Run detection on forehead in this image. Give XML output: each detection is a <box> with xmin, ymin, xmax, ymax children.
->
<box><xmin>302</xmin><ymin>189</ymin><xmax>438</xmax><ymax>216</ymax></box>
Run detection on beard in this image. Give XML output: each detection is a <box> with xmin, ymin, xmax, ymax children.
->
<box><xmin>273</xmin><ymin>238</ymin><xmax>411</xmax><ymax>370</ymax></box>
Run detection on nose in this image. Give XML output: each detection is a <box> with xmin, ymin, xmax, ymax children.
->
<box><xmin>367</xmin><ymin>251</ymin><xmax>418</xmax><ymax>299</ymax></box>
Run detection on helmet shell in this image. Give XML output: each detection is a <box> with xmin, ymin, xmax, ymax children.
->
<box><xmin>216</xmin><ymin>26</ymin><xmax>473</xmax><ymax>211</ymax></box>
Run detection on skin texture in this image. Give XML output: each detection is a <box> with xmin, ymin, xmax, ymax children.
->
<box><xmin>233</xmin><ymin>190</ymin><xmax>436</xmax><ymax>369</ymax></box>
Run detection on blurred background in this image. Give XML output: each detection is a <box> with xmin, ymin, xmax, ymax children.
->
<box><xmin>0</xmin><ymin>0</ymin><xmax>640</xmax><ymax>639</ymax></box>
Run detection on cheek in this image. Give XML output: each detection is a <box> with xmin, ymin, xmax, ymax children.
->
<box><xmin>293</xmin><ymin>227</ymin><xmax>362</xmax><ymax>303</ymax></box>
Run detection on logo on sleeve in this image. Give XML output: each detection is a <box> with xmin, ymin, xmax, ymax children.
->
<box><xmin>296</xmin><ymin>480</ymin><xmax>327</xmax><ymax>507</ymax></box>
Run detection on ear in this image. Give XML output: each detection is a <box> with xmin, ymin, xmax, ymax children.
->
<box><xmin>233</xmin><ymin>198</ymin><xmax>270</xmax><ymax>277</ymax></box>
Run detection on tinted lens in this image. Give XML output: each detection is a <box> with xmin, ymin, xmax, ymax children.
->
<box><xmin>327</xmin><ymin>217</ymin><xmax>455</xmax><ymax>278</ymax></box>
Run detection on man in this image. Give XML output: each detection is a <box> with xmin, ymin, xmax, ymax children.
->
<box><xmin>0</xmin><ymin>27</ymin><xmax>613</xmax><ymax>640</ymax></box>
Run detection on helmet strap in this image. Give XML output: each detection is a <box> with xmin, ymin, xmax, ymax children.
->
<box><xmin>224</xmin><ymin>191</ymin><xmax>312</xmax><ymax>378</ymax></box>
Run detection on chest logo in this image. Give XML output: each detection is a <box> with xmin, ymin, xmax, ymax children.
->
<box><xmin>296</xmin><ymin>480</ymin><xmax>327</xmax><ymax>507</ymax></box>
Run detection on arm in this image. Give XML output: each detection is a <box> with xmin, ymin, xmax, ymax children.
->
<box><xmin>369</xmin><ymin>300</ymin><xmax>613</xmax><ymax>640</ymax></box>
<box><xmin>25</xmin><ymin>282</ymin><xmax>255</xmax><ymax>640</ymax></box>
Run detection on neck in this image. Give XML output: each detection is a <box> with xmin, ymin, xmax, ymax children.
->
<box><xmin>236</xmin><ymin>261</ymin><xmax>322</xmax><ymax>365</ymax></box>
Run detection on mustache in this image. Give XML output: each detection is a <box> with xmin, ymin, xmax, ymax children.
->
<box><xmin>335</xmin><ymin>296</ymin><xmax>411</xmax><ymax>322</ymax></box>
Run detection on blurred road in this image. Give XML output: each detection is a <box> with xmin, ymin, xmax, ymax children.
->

= = = = =

Please write out all the lines above again, substituting "Return XML output" for every "Give XML output" and leaving everything else unchanged.

Run detection on forehead in this image. Return XML output: each detection is a <box> with xmin, ymin, xmax, ymax children.
->
<box><xmin>302</xmin><ymin>189</ymin><xmax>438</xmax><ymax>216</ymax></box>
Run detection on beard in this image. Return XML output: each detection is a <box> with xmin, ymin, xmax, ymax children.
->
<box><xmin>273</xmin><ymin>238</ymin><xmax>411</xmax><ymax>370</ymax></box>
Run detection on nose in this image. Return XML output: each detection is a <box> with xmin, ymin, xmax, ymax children.
->
<box><xmin>367</xmin><ymin>251</ymin><xmax>418</xmax><ymax>299</ymax></box>
Run detection on helmet shell in this image. Return XML output: each detection is a <box> with xmin, ymin, xmax, ymax children.
->
<box><xmin>216</xmin><ymin>26</ymin><xmax>473</xmax><ymax>211</ymax></box>
Run detection on skin texture in this image. Return XML output: each detection is a <box> with xmin, ymin, xmax, ymax children.
->
<box><xmin>233</xmin><ymin>190</ymin><xmax>436</xmax><ymax>369</ymax></box>
Run detection on blurred background in this image. Return XML output: each detection is a <box> with xmin, ymin, xmax, ymax children.
->
<box><xmin>0</xmin><ymin>0</ymin><xmax>640</xmax><ymax>639</ymax></box>
Run detection on cheek in this image. Return XML output: each detection is a <box> with xmin, ymin, xmax, ymax children.
->
<box><xmin>293</xmin><ymin>227</ymin><xmax>362</xmax><ymax>303</ymax></box>
Run detection on logo on sleeve in this image. Return XML output: each detection is a <box> with xmin, ymin, xmax, ymax children.
->
<box><xmin>296</xmin><ymin>480</ymin><xmax>327</xmax><ymax>507</ymax></box>
Run detection on ear in this image. Return XML output: each detection is a <box> with xmin, ymin, xmax, ymax children.
->
<box><xmin>233</xmin><ymin>198</ymin><xmax>270</xmax><ymax>277</ymax></box>
Run detection on tinted lens in this image. Return XML output: each detection is a <box> with xmin, ymin, xmax, ymax children.
->
<box><xmin>327</xmin><ymin>217</ymin><xmax>455</xmax><ymax>278</ymax></box>
Run detection on man in this image. Return XML output: each detection is a <box> with xmin, ymin, xmax, ymax children.
->
<box><xmin>0</xmin><ymin>27</ymin><xmax>613</xmax><ymax>640</ymax></box>
Run detection on helmet strap in this image. Return XML output: each detection is a <box> with xmin, ymin, xmax, ymax children.
->
<box><xmin>224</xmin><ymin>191</ymin><xmax>312</xmax><ymax>378</ymax></box>
Run detection on chest logo in this image. Return XML output: each detection is a <box> with xmin, ymin, xmax, ymax children.
->
<box><xmin>296</xmin><ymin>480</ymin><xmax>327</xmax><ymax>507</ymax></box>
Run detection on arm in this image. Return XML output: each detection is a <box> with xmin, ymin, xmax, ymax children.
->
<box><xmin>369</xmin><ymin>300</ymin><xmax>613</xmax><ymax>640</ymax></box>
<box><xmin>25</xmin><ymin>282</ymin><xmax>255</xmax><ymax>640</ymax></box>
Run detection on neck in this image. Return XML output: each detection is a <box> with xmin, ymin, xmax, ymax children.
->
<box><xmin>236</xmin><ymin>261</ymin><xmax>322</xmax><ymax>365</ymax></box>
Run detection on mustache in this image. Return XML output: each detection is a <box> with xmin, ymin, xmax, ymax children.
->
<box><xmin>335</xmin><ymin>296</ymin><xmax>411</xmax><ymax>322</ymax></box>
Run detection on blurred road in this image. Return XML output: each detection is a <box> with xmin, ymin, xmax, ymax children.
->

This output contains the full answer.